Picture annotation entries
-=-=-=-=-
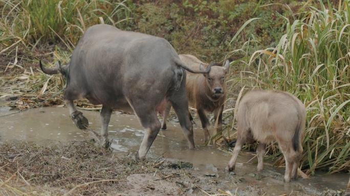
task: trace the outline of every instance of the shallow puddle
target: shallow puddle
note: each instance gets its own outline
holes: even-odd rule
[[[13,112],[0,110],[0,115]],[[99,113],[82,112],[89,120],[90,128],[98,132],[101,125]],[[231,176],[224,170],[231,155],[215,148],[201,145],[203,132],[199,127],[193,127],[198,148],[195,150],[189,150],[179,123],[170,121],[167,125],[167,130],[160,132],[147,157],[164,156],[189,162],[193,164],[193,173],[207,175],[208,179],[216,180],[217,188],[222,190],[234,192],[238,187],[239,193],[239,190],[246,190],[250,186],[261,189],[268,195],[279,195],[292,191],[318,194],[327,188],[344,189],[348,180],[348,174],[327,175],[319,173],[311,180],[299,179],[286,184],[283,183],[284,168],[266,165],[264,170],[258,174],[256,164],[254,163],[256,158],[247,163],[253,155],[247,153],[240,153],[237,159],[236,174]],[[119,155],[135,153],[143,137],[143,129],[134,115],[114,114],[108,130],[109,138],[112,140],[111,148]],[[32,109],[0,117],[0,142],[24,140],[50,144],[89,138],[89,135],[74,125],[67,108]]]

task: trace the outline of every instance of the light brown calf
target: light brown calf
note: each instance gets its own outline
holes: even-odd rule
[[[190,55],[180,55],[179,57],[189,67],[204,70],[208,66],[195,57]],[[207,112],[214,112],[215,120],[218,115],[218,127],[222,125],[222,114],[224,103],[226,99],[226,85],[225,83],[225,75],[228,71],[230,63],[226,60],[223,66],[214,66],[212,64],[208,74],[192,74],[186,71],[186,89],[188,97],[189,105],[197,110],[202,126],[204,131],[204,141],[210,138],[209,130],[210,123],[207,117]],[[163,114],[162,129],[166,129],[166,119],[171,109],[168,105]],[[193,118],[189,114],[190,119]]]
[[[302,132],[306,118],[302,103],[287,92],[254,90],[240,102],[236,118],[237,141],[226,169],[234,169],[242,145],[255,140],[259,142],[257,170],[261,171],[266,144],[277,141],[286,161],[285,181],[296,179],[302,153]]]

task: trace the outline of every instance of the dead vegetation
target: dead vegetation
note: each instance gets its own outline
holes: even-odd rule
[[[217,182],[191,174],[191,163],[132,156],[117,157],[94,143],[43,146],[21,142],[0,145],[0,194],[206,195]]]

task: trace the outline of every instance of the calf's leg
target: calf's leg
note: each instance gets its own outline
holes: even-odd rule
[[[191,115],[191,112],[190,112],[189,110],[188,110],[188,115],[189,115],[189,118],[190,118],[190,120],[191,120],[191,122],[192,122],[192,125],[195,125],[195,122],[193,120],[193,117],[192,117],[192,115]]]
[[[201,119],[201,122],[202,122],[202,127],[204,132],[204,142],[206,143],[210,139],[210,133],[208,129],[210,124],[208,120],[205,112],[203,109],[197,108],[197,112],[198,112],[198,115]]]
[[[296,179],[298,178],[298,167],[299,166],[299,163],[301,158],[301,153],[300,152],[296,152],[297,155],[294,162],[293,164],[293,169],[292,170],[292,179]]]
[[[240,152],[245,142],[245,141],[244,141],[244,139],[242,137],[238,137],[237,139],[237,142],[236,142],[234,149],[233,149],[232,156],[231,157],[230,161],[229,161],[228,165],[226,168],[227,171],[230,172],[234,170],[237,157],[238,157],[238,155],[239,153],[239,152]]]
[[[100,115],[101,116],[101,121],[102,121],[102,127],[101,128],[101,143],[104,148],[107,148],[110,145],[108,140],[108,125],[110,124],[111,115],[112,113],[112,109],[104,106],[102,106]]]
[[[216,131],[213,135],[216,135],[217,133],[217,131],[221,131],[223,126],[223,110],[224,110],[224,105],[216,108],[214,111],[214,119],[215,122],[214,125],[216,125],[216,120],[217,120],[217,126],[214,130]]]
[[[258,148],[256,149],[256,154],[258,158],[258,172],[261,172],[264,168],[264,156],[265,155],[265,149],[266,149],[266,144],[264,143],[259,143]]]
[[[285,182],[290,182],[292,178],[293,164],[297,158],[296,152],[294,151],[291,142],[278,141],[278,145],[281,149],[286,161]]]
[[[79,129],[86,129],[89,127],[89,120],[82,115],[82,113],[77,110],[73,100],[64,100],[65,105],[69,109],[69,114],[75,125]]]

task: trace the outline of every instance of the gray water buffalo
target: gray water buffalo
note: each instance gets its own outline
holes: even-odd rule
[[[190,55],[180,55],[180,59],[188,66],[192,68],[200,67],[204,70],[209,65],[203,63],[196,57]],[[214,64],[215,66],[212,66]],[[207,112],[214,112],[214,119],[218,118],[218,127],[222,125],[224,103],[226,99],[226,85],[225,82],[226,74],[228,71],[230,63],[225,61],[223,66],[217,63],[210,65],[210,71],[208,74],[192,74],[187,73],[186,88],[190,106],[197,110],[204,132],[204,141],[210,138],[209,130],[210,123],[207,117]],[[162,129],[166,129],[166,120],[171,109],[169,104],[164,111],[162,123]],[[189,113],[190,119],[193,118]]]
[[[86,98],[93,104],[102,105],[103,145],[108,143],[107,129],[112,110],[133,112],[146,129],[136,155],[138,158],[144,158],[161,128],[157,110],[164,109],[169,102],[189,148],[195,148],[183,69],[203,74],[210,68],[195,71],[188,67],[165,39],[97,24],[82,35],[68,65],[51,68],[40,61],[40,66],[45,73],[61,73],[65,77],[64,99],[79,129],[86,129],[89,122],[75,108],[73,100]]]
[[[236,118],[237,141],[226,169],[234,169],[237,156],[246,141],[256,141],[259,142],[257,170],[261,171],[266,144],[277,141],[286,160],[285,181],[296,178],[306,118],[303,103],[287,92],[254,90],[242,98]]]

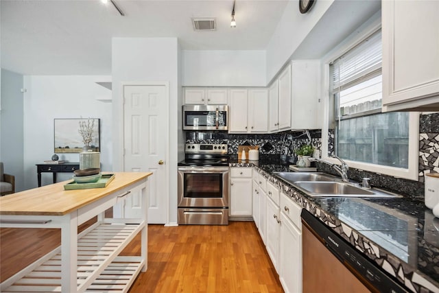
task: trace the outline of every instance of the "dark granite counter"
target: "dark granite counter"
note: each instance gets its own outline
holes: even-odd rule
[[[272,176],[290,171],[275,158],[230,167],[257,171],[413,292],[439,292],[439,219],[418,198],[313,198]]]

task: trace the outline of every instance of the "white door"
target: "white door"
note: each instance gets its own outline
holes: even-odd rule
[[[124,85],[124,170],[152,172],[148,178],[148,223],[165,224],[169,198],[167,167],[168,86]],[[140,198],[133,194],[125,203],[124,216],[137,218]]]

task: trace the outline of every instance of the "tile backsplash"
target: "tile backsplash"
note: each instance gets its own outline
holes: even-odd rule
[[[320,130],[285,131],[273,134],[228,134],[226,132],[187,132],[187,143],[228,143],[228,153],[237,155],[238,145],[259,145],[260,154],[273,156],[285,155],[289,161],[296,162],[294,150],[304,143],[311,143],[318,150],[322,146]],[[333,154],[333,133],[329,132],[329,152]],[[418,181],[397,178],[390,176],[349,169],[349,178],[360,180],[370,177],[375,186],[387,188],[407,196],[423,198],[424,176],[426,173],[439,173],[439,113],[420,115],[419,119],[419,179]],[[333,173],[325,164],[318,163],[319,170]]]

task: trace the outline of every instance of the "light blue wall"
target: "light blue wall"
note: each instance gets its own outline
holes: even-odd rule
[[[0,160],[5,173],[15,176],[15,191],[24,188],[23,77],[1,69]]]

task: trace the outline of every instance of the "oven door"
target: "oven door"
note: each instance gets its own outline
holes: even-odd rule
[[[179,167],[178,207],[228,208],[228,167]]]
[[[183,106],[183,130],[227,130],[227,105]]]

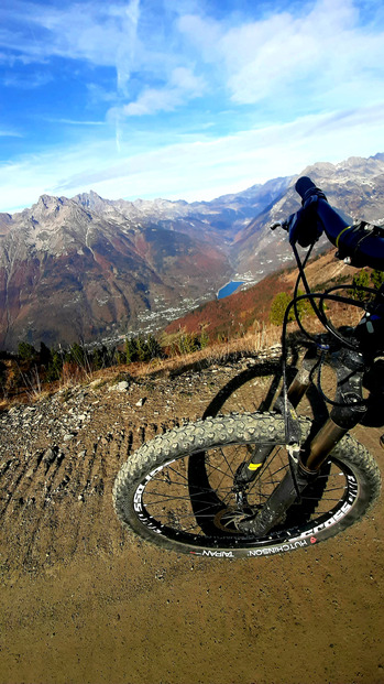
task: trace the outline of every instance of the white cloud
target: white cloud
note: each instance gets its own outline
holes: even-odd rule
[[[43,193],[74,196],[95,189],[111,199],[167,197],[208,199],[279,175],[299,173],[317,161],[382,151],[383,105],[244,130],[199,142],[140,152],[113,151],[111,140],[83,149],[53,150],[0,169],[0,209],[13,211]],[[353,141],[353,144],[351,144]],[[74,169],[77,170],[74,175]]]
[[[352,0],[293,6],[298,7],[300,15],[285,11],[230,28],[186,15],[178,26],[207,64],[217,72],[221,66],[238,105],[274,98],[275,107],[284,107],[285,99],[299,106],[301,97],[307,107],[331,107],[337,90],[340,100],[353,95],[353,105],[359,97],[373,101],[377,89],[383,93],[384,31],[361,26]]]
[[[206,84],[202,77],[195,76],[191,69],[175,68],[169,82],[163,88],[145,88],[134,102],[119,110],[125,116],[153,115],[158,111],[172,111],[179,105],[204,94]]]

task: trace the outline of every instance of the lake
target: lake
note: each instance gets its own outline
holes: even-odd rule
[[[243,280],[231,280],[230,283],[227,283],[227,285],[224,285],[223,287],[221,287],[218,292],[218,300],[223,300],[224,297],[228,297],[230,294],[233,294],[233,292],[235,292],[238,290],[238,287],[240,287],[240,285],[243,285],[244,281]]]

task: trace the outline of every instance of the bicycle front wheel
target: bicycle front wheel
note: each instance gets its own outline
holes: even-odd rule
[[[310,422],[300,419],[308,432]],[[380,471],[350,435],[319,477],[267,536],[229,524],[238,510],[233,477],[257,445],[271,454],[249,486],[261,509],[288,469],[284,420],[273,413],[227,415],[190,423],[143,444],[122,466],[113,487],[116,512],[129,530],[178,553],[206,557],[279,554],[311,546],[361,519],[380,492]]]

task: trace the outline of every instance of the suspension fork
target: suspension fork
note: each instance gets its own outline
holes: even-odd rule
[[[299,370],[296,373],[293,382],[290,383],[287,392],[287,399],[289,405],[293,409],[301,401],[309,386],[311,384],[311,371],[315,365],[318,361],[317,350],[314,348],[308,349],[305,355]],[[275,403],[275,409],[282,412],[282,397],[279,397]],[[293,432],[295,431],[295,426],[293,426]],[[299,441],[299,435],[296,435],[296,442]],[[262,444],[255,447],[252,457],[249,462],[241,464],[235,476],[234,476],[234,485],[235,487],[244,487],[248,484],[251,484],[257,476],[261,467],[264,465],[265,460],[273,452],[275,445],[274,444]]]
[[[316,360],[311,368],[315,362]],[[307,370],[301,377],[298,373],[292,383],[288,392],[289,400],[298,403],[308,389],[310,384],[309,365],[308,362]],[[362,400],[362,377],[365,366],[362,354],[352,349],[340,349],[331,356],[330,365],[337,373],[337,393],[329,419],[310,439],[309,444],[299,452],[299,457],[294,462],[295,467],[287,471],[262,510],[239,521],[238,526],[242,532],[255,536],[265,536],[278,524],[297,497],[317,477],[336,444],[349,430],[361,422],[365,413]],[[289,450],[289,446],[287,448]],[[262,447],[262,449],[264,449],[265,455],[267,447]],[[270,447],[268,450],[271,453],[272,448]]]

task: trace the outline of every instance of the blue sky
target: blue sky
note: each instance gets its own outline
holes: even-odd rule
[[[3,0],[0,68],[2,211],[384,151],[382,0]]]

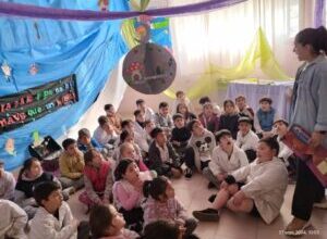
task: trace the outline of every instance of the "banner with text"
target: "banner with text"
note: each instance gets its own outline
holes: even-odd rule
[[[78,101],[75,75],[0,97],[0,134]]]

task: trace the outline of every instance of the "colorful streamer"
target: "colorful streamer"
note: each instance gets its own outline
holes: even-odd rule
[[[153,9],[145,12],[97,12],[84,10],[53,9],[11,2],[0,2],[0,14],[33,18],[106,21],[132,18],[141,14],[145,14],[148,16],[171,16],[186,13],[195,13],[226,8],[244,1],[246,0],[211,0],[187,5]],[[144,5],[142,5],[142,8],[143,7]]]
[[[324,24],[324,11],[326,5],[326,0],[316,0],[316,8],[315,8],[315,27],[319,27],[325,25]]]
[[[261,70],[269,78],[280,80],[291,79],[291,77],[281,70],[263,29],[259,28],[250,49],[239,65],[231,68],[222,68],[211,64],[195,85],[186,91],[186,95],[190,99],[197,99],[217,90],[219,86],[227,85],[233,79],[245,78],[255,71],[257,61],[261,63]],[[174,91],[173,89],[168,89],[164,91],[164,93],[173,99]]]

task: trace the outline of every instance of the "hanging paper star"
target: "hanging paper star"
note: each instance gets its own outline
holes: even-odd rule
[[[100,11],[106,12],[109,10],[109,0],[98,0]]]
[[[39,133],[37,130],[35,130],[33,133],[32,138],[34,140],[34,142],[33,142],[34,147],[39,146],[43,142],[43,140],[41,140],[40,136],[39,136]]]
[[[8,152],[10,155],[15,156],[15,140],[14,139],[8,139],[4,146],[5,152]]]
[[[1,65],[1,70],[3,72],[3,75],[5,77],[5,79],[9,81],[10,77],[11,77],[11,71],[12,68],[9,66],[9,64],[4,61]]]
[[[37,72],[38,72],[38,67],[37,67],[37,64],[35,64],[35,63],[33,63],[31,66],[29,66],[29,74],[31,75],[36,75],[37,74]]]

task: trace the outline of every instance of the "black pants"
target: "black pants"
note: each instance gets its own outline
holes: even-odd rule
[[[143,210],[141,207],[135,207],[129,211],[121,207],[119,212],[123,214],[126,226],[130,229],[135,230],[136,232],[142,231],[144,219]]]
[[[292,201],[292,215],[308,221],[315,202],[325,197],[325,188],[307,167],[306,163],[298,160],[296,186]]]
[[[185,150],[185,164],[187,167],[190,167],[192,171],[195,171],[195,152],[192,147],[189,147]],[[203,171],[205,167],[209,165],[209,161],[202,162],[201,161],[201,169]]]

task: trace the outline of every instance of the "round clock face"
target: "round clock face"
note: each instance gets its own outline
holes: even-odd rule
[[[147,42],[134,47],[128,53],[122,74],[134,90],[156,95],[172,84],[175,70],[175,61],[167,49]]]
-=-=-=-=-
Job: Copy out the rows above verbatim, starting at the line that contains "task: trace the outline of every instance of the suspension" and ending at the line that contains "[[[3,0],[0,68],[2,211],[384,151],[382,0]]]", with both of those lines included.

Finished task:
task: trace the outline of every instance of the suspension fork
target: suspension fork
note: each instance gets its own outline
holes: even-odd rule
[[[299,370],[296,373],[293,382],[290,383],[287,392],[287,399],[289,405],[293,409],[301,401],[309,386],[311,384],[311,371],[315,365],[318,361],[317,350],[314,348],[308,349],[305,355]],[[275,403],[275,409],[282,412],[282,397],[279,397]],[[293,432],[295,431],[295,426],[293,426]],[[299,441],[299,435],[296,435],[296,442]],[[262,444],[255,447],[252,457],[249,462],[241,464],[235,476],[234,476],[234,485],[235,487],[244,487],[248,484],[251,484],[257,476],[261,467],[264,465],[265,460],[273,452],[275,445],[274,444]]]
[[[316,360],[311,368],[315,362]],[[307,370],[301,377],[298,373],[292,383],[288,392],[289,400],[298,403],[308,389],[310,384],[309,365],[308,362]],[[362,400],[362,377],[365,366],[362,354],[352,349],[340,349],[331,356],[330,365],[337,373],[337,393],[329,419],[310,439],[309,444],[299,452],[299,457],[294,462],[295,467],[287,471],[262,510],[239,521],[238,526],[242,532],[255,536],[265,536],[278,524],[297,497],[317,477],[336,444],[349,430],[361,422],[365,413]],[[289,450],[289,446],[287,448]],[[262,447],[262,449],[264,449],[265,455],[267,447]],[[270,447],[268,450],[271,453],[272,448]]]

task: trace the outline of every instance of the blue sky
target: blue sky
note: each instance gets its own outline
holes: even-odd rule
[[[3,0],[0,68],[2,211],[384,151],[382,0]]]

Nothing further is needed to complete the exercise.